*Provided records:*

++++++

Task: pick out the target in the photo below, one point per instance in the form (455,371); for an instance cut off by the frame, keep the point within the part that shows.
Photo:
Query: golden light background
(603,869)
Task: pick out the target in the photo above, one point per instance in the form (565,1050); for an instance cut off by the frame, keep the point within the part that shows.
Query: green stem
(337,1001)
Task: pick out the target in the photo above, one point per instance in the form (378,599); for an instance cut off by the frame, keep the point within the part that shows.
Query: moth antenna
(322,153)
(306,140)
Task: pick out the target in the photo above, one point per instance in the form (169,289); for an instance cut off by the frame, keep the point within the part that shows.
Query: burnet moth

++++++

Quote, without any change, each line from the one that contains "the form (565,1050);" through the end of the material.

Task: pick out the target in the photo above, one point per instance in the form (565,1050); for an instance cut off by the frame, keep the point within the part that shows.
Query: green stem
(337,1001)
Task: pick out the target in the photo above, one point per instance in the form (378,599); for an instance cut off by the frame, keep the point within the part that shows.
Query: moth antenna
(322,153)
(306,140)
Task: pick out the target in the photo above, one point per instance in the form (169,289); for an instance cut off by the frame, keep the point within the part that shows.
Query: burnet moth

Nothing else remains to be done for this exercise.